_Task to carry out:_ From the data below, extract every line that contains the string "query".

_Stored records:_
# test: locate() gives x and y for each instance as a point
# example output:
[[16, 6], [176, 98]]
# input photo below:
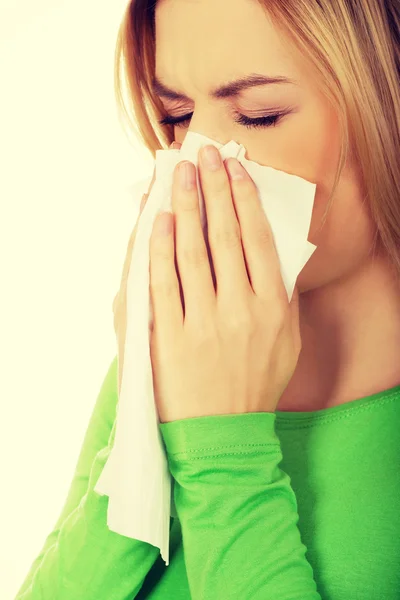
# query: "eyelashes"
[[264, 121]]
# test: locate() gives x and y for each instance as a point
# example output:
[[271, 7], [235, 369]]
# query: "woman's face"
* * *
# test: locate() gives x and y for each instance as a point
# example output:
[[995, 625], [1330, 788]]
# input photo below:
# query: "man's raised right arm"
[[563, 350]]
--
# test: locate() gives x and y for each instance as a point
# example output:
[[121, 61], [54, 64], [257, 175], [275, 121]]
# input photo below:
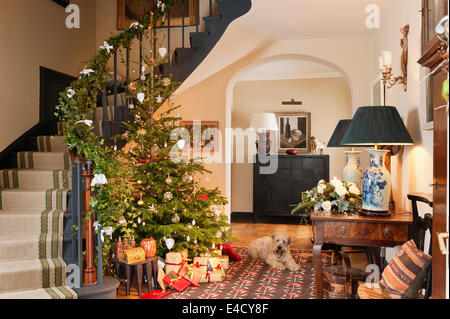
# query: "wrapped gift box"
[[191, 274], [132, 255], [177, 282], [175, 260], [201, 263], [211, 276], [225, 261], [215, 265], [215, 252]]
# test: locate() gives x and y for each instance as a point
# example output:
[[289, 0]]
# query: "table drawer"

_Exercise answer:_
# query: "eyelashes"
# query: "woman's face"
# query: "man's raised right arm"
# query: "wrapped gift box"
# query: "table drawer"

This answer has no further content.